• SHORT PROBLEM: Extract every line of the records below that contains the word "forested", matching case exactly.

=====

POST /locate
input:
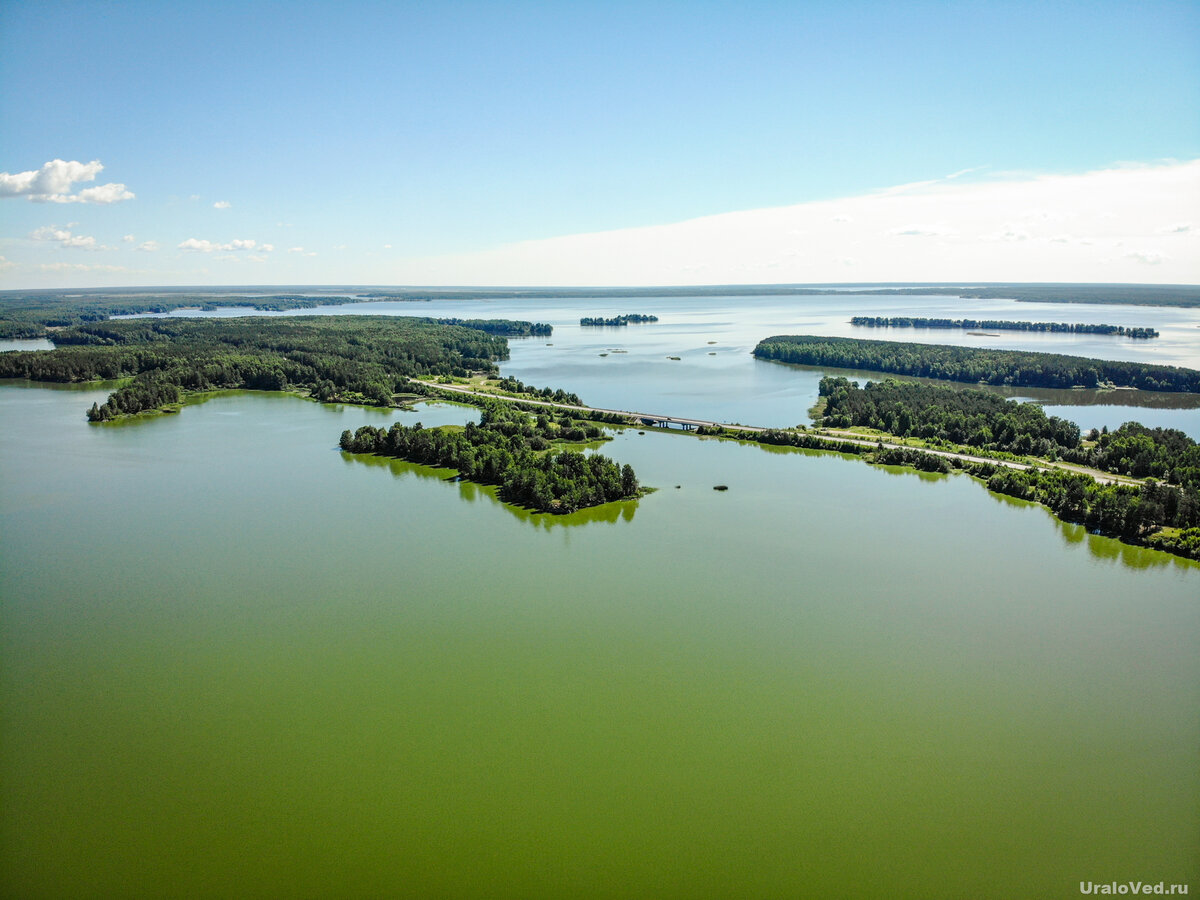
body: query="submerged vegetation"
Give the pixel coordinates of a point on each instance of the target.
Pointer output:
(1068, 328)
(515, 451)
(966, 364)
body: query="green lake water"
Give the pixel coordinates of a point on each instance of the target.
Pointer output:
(238, 663)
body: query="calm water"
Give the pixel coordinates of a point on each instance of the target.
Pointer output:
(717, 378)
(238, 663)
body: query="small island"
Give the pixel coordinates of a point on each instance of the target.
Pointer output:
(982, 325)
(514, 450)
(351, 359)
(617, 321)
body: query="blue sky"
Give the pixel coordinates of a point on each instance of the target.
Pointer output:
(414, 143)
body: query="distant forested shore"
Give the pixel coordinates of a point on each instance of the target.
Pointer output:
(975, 365)
(618, 321)
(361, 359)
(515, 451)
(1068, 328)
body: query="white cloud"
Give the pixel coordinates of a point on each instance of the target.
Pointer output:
(1009, 232)
(960, 173)
(64, 238)
(53, 184)
(207, 246)
(81, 268)
(922, 231)
(989, 228)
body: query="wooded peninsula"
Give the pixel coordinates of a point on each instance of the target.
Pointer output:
(1068, 328)
(975, 365)
(514, 450)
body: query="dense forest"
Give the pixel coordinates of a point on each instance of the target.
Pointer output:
(514, 450)
(1133, 513)
(973, 418)
(346, 358)
(973, 365)
(617, 321)
(1109, 294)
(1163, 516)
(34, 315)
(979, 419)
(1068, 328)
(553, 395)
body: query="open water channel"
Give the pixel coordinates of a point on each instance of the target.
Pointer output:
(237, 661)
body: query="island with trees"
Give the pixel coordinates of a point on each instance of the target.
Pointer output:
(1067, 328)
(1163, 511)
(346, 359)
(515, 450)
(617, 321)
(975, 365)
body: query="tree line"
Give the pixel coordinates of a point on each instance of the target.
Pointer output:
(345, 358)
(24, 315)
(972, 418)
(979, 419)
(1079, 328)
(555, 395)
(617, 321)
(967, 364)
(513, 450)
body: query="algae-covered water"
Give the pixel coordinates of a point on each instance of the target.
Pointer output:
(239, 663)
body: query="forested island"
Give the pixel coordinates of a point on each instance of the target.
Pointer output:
(975, 365)
(347, 358)
(1068, 328)
(617, 321)
(979, 419)
(31, 315)
(515, 451)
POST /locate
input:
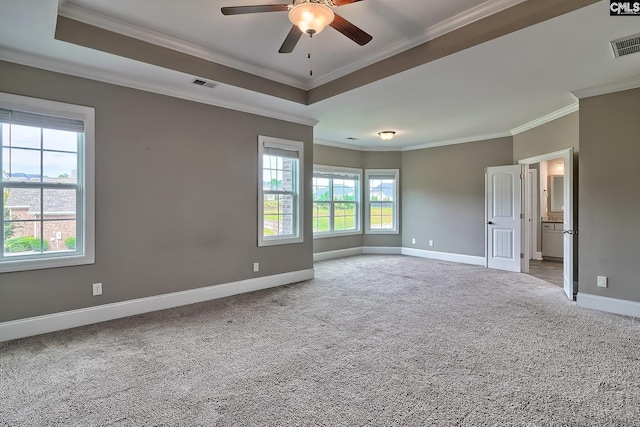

=====

• ANSWER TO THIS EXERCISE:
body: query="distant forested shore"
body: query="forested island"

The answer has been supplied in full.